DATA FOR THIS EXERCISE Start Marker

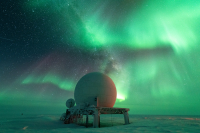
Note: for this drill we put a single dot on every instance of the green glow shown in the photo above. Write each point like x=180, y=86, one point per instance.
x=154, y=24
x=50, y=78
x=154, y=82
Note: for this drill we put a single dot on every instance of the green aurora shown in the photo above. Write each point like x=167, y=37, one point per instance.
x=153, y=47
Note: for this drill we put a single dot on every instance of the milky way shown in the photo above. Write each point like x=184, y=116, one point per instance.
x=149, y=48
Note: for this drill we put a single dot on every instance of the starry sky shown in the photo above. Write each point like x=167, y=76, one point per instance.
x=150, y=49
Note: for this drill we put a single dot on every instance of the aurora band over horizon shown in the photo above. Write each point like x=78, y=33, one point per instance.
x=153, y=46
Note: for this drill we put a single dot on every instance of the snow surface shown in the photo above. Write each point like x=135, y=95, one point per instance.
x=109, y=123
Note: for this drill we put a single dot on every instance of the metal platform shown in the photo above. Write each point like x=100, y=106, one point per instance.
x=79, y=111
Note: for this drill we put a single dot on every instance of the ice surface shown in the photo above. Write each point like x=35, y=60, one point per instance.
x=109, y=123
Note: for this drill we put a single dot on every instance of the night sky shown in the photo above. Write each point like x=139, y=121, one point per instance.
x=150, y=48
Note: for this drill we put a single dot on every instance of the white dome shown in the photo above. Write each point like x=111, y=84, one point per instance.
x=94, y=85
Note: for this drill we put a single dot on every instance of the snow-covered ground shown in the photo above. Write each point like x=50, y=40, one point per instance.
x=109, y=123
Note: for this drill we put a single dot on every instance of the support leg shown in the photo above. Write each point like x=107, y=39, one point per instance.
x=96, y=119
x=86, y=120
x=126, y=117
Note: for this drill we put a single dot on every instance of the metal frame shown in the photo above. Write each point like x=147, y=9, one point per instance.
x=79, y=111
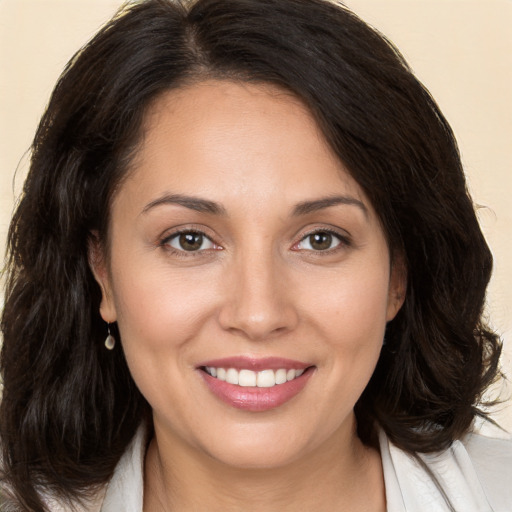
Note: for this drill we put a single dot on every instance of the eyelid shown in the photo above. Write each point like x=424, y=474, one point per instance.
x=343, y=237
x=164, y=240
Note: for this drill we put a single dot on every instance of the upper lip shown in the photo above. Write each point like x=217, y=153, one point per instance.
x=255, y=363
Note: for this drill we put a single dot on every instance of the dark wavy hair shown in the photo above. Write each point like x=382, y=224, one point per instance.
x=69, y=407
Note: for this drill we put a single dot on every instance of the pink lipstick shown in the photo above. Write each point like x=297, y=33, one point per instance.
x=255, y=384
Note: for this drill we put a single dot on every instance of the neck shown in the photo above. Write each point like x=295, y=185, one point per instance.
x=335, y=476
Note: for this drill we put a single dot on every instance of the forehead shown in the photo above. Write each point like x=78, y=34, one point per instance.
x=230, y=140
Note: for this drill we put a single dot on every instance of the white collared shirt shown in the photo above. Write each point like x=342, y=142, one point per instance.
x=473, y=475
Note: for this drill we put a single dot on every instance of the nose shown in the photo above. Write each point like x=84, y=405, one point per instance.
x=258, y=300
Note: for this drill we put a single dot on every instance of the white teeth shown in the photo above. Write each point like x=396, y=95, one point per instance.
x=246, y=378
x=281, y=376
x=266, y=379
x=250, y=378
x=232, y=376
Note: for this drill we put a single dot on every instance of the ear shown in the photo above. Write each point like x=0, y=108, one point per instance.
x=98, y=264
x=397, y=287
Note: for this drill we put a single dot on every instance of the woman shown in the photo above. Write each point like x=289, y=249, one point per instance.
x=245, y=274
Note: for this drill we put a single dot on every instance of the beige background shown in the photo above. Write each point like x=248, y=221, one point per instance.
x=461, y=49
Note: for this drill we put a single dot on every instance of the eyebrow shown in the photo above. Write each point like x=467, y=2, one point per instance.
x=306, y=207
x=206, y=206
x=192, y=203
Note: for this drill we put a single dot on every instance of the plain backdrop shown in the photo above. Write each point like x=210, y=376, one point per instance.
x=460, y=49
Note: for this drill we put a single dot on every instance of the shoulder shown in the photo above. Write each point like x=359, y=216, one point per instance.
x=474, y=474
x=491, y=458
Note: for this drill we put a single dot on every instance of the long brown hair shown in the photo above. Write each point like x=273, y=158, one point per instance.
x=69, y=407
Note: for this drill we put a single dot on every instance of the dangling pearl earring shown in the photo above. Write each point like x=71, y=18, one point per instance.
x=110, y=341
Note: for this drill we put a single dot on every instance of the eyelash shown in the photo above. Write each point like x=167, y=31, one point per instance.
x=344, y=242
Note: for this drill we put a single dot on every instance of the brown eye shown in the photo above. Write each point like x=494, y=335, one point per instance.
x=190, y=241
x=319, y=241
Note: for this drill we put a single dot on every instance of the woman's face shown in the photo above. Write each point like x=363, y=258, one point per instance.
x=241, y=249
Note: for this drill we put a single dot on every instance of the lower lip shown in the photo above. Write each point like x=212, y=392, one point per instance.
x=256, y=399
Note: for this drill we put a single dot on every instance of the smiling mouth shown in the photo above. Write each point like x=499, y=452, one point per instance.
x=249, y=378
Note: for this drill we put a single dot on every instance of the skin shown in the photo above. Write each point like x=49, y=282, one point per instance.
x=259, y=288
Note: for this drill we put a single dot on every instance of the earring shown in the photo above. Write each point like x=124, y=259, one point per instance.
x=110, y=341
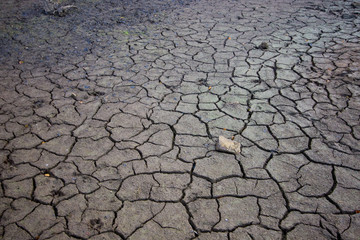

DATA FOR THIS EXERCISE End Marker

→ **TO DO**
Only the text of the entries above is to be given again, exactly, with the pictures left out.

→ **ANSWER**
Note: for this drill we put a single dot on every instance of the green glow shown in the photo above. Write each point like x=180, y=86, one point per instance.
x=154, y=24
x=50, y=78
x=154, y=82
Note: for this drill we put a single dot on every instance of the green aurora shown in the photo above. Write each point like x=167, y=37, one point per instance.
x=153, y=47
Note: for this drill we put a single dot on every instance of the milky way shown in the photo above. Write each point like x=184, y=116, one point per instance.
x=149, y=48
Note: for this drill we put a single dot on every instance of the starry sky shown in the photo above. Write each point like x=167, y=76, one point per instance.
x=150, y=49
Note: for this drill we put a single dot on every instance of the aurora band over horizon shown in the photo above. Write each point like x=78, y=33, one point per instance.
x=153, y=46
Note: for this drill we put a single dot on every instance of the snow surface shown in the photo above. Write each point like x=135, y=95, one point per instance.
x=109, y=123
Note: for this drill we put a single dot on every instance of the metal platform shown in the photo above. Write each point like x=100, y=106, one point per instance.
x=79, y=111
Note: for this drill we put a single dot on every instance of the ice surface shown in the photo above. Write each point like x=35, y=60, one point per instance.
x=109, y=123
Note: for this drill we put a single dot on every instance of the night sky shown in the photo above. Write each point like x=139, y=121, one point per instance.
x=150, y=48
Note: for this drill we put a single dot on every instance of the white dome shown in the photo above. Write each point like x=111, y=84, one point per instance.
x=94, y=85
Note: for this drill we put a single dot on every instance of the snow-covered ground shown in the photo above. Write each point like x=50, y=40, one point per instance.
x=109, y=123
Note: for this drill we put a single dot on every instance of the support leg shown in the photo above. Write each point like x=107, y=39, one point per instance.
x=96, y=119
x=86, y=120
x=126, y=117
Note: for this drill we put a single dot on every instance of the metal frame shown in the photo above. Write each point like x=147, y=9, one point per instance.
x=79, y=111
Note: for this drill we put a single dot on every instance of the eyelid shown in the photo above. Write each point like x=424, y=474, one point per instance.
x=343, y=237
x=164, y=240
Note: for this drill we put a single dot on every instance of the upper lip shown in the photo above. Write each point like x=217, y=153, one point per instance.
x=255, y=363
Note: for this drill we put a single dot on every instance of the dark wavy hair shown in the photo above. Write each point like x=382, y=224, one point per instance.
x=69, y=407
Note: for this drill we put a single dot on every instance of the pink lipstick shown in the photo above. Write each point like x=297, y=33, one point per instance.
x=255, y=384
Note: for this drill we put a single dot on every instance of the neck shown in the photo above. Write each point like x=295, y=185, one point per instance.
x=335, y=476
Note: for this drill we put a single dot on every instance of the forehead shown in the photo above. Write each point like x=78, y=34, one point per instance.
x=230, y=140
Note: for this drill we put a single dot on every instance of the white collared shirt shown in the photo above. Write each point like x=342, y=142, one point per instance.
x=473, y=475
Note: for this drill we put a single dot on every instance of the nose shown in the photo above. Write each point like x=84, y=405, one point per instance.
x=258, y=300
Note: for this drill we put a single dot on every instance of the white teeth shown in the photo above. Write each point like x=396, y=95, one point per instance.
x=246, y=378
x=281, y=376
x=266, y=379
x=250, y=378
x=232, y=376
Note: for this drill we put a single dot on every instance of the ear shown in the photo above. Write each point like x=0, y=108, one point per instance.
x=98, y=264
x=397, y=287
Note: for this drill we put a single dot on every instance of the woman shown in the photo above. Write each point like x=289, y=249, one point per instance.
x=245, y=274
Note: for this drill we put a single dot on every instance of the beige background shown in the photo above. Write each point like x=248, y=221, one point per instance.
x=461, y=49
Note: for this drill we put a single dot on every instance of the eyebrow shown in the photo above. Write each point like x=467, y=2, one point per instance.
x=306, y=207
x=206, y=206
x=192, y=203
Note: for this drill we put a single dot on every instance of the plain backdrop shown in the photo above. Write each point like x=210, y=376, one point per instance.
x=460, y=49
Note: for this drill we put a single dot on every instance of the shoulder shown in the photo above. Write each point like x=359, y=216, one point per instance.
x=474, y=474
x=491, y=458
Note: for this drill we put a single dot on every instance of the long brown hair shown in the photo above. Write each point like x=273, y=158, one point per instance.
x=69, y=407
Note: for this drill we put a single dot on every instance of the dangling pearl earring shown in the photo above. Write each point like x=71, y=18, one point per instance.
x=110, y=341
Note: for this drill we put a single dot on every instance of the eyelash shown in the photo above. Write each point like x=167, y=31, one point per instance.
x=344, y=242
Note: for this drill we put a single dot on every instance of the brown eye shown in the photo above. Write each point like x=494, y=335, one point per instance.
x=190, y=241
x=319, y=241
Note: for this drill we put a single dot on every instance of the woman's face shown in the photo above. Write each point like x=363, y=258, one point per instance.
x=241, y=249
Note: for this drill we put a single dot on every instance of the lower lip shown in the photo above. Write each point like x=212, y=392, one point per instance.
x=256, y=399
Note: for this drill we put a single dot on every instance of the smiling mouth shown in the photo above. Write each point like x=499, y=452, one point per instance.
x=249, y=378
Note: for this drill we put a single dot on every instance of the skin shown in the photo above. Write each point like x=49, y=282, one point per instance.
x=259, y=288
Note: for this drill we put a single dot on every instance of the earring shown in the photo above. Write each point like x=124, y=259, one point per instance.
x=110, y=341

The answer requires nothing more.